* Written request *
Reproduce all records verbatim.

* Information provided *
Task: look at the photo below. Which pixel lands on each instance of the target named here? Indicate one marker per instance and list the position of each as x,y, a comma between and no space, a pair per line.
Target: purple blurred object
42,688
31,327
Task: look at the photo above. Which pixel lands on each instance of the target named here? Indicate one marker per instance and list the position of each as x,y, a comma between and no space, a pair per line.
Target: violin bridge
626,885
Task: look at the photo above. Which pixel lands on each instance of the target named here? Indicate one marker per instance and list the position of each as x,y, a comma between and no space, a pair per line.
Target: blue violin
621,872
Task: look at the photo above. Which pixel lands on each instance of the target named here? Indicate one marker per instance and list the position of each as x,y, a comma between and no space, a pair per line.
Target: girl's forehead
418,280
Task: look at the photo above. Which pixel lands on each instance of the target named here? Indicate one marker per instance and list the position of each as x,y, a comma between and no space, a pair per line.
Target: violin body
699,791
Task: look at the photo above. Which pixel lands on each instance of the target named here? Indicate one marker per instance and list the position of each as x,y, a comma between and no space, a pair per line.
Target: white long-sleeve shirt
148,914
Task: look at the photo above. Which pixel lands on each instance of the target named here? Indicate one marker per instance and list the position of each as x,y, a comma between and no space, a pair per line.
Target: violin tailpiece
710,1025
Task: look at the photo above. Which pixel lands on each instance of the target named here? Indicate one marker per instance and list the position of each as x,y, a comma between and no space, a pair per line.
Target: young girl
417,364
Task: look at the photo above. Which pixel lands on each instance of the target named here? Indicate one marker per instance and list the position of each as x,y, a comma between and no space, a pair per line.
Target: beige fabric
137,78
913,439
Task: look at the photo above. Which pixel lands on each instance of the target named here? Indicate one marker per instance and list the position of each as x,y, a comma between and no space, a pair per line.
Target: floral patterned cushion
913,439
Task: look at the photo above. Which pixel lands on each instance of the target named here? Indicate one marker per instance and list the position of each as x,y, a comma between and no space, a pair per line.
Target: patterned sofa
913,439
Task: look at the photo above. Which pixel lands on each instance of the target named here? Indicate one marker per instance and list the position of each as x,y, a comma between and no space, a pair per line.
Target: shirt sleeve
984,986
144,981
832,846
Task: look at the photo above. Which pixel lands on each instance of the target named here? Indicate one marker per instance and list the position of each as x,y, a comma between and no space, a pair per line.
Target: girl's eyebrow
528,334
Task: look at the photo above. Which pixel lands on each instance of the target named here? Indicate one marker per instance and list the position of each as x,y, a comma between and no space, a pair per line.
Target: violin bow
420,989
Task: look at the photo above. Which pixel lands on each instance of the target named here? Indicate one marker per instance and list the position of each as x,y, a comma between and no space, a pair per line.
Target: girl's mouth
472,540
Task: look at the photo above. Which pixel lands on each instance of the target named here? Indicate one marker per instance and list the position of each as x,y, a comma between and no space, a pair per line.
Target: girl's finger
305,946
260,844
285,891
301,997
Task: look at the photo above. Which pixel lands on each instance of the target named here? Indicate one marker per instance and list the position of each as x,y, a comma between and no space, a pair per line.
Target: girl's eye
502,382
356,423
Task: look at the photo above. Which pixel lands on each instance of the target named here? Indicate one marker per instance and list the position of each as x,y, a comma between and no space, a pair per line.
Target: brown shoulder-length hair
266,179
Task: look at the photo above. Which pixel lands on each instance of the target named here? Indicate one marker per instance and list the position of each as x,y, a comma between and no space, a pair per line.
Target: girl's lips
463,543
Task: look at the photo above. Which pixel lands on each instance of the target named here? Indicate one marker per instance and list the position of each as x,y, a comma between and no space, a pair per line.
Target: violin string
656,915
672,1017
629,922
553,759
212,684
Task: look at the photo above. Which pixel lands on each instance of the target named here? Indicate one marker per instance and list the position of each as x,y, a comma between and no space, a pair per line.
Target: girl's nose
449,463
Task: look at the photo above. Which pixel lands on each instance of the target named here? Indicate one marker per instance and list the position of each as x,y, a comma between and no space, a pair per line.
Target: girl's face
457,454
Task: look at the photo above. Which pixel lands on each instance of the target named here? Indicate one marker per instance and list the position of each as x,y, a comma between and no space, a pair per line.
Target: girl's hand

* Full solution *
Task: look at the photo below. Which pixel lands on each instance of the target named here? Indicate one marker per instance and list the position of each as x,y, a comma between and no space, a pair per line.
Target: purple blurred object
42,688
31,327
Task: look at the photo above. Which pixel lands on each instance of the target named here? Indicate one marker per instance and list the position of each as x,y, a comma between and no space, a pair per line.
Target: violin bridge
626,885
Task: look at the photo above. Which pixel lands on each instance of the target named here? Indicate one marker per instance and list the position of each as x,y, a comma between and no space, a pair per line.
Target: blue violin
621,872
Task: look at the photo above. Which pixel lands on each instance of the target named here? Indicate one marker per instance and list the position of each as x,y, a comma between and no space, a pair per line.
Target: girl's forehead
418,280
Task: look at the photo above. Which pixel lands on each instance of the target named here? Indicate one marker per instance and list the position of each as x,y, a comma between and no space, a pair per line.
Target: violin body
699,791
Task: look at the photo above. Which pixel lands on each instance of the target named here? Indicate one marker per instance and list the position of each as x,y, a comma between and no space, a pair per line.
Target: white long-sleeve shirt
148,914
Task: look at the photo above. Which pixel lands on each instance of the target named here? Indicate one marker per instance and list the position of each as x,y, a comma between and no space, a pair per line.
Target: violin tailpiece
710,1025
Task: look at the photo above. Which pixel lands on each instance of the target named here? Indicate one marker per instance and list the position of each as x,y, a comma between and no space, a pair per line.
Target: young girl
417,364
Task: look at the photo above. Which pixel lands on each instance of the target named here? Indicate one marker per instance and list the position of each as x,y, a comma between and no space, a pair per line.
Target: beige fabric
137,78
913,439
Task: look at the photo above. Which pixel lands on each instance of the target named here? Indicate one marker per instance and list the position of each as x,y, a comma between and no space, a pair per line.
Target: floral patterned cushion
913,439
Task: look at the photo above. Which pixel lands on each instance of the target named here? Indicate one marker per instance and list the position of each as x,y, a comma between and no space, a pair per line.
Target: patterned sofa
913,439
Task: look at the photo above. Which pixel lands on each instance of the target named here? Indicate one marker per instance and list the position of each as x,y, a comma between and no space, a pair per line.
Target: shirt sleeve
984,986
144,981
832,846
Task: look at the photo above. Which pixel lands on each instance of the target named here? Indicate one marker per instance and list the position of each as x,y, a comma between and no space, a pair per line.
Target: girl's eyebrow
528,334
Task: look at the photo above. Which pixel lands on each instance of the target named here? Indicate one marker per instance and list the position of each as x,y, a comma between and no space, a pair per line.
Target: violin bow
420,989
Task: look at the photo above. Which pixel lands on each instance of the target named here? Indicate one marker per instance and list the position of each as x,y, a comma between and no space, a pair per line.
Target: girl's mouth
472,540
Task: look at the photo above. Which pixel lands on each instance of the target named here? Indicate one marker per instance and list the position of each as x,y, a comma between and no space, a pair per line.
Target: girl's finger
305,946
260,844
285,891
301,997
Task: look at the photo above. Which pixel lands on each instance of the target named here? Indicate one marker per instance and list the position of each as x,y, a comma between and no space, a pair per line.
Target: girl's eye
502,382
356,423
Task: look at the photo above. Which pixel lands on each instance of the target named here? Indicate one marker per instance and list the position of each as x,y, a comma between and no space, a pair per line.
Target: brown shoulder-length hair
266,179
Task: look at the photo above. Which pixel lands on each instance of the target named here? Indicate one marker per instance and list the position of each as x,y, a comma between and no space, a pair per line.
Target: girl's lips
463,543
Task: look at the photo above. Which pixel lands on each instance of the target named here? Indicate one marker per instance and list the position of each as x,y, a comma between and no space, a pair per line.
Target: violin string
656,915
672,1017
629,922
553,759
212,684
Task: look at the photo above. Which pixel lands on each instance of the target named here? Indicate one marker per instance and list the position of each as x,y, a comma between and no space, a pair per line.
Target: girl's nose
449,463
Task: look at the photo above. Which pixel lands on each instance of the target named here? Indicate one marker per instance and list the position of each as x,y, a comma between and no space, a pair per line.
Target: girl's face
457,454
Task: look at the photo above. Which pixel lands on each instance of the target named here? Indicate one marker per instance and list the position of each as x,y, a comma between and no space, a pair per line.
Target: girl's hand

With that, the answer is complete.